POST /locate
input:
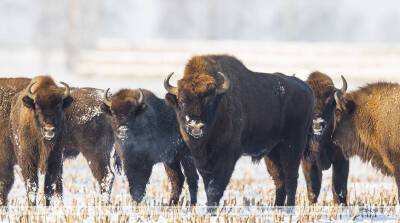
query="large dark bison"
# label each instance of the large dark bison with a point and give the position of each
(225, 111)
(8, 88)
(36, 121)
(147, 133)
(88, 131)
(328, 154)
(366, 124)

────────

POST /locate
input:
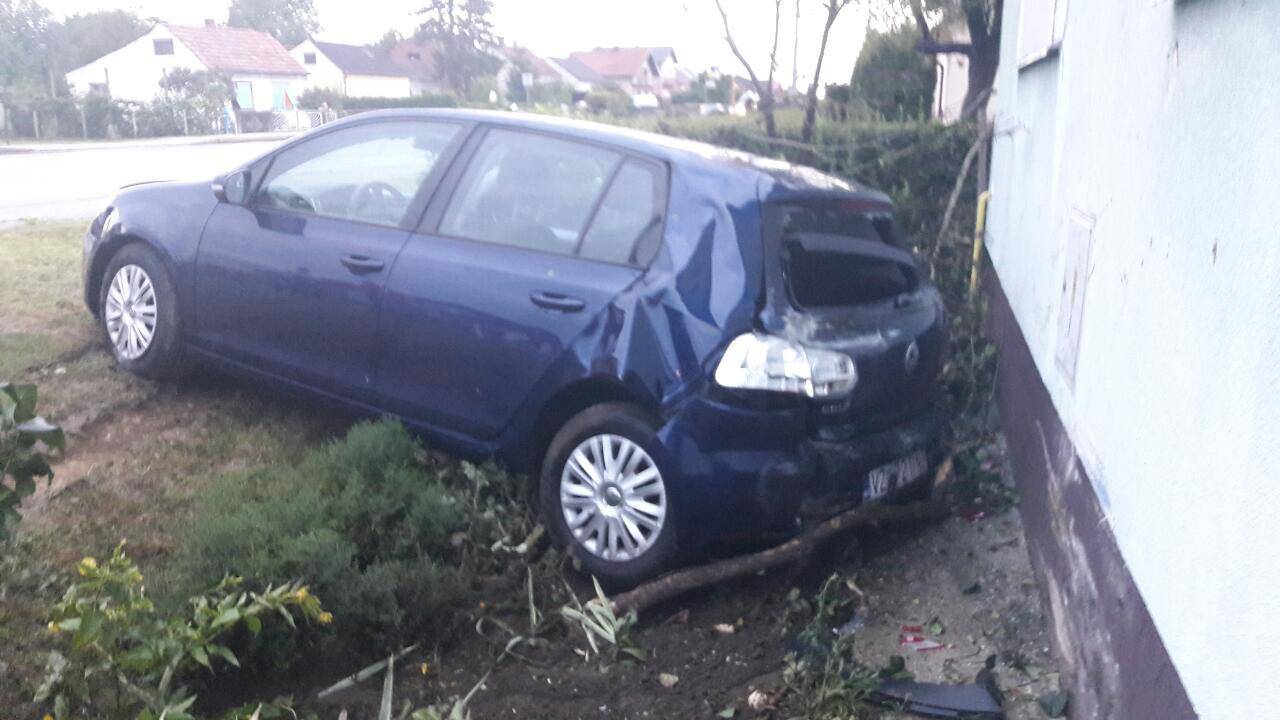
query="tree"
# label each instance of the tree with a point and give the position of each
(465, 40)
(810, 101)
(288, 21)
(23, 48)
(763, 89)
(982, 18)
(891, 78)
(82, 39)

────────

TASK DETAILS ▸
Please count the lines in the items above that contain the word "point". Reply with the number alone.

RESULT OF THE EXERCISE ▸
2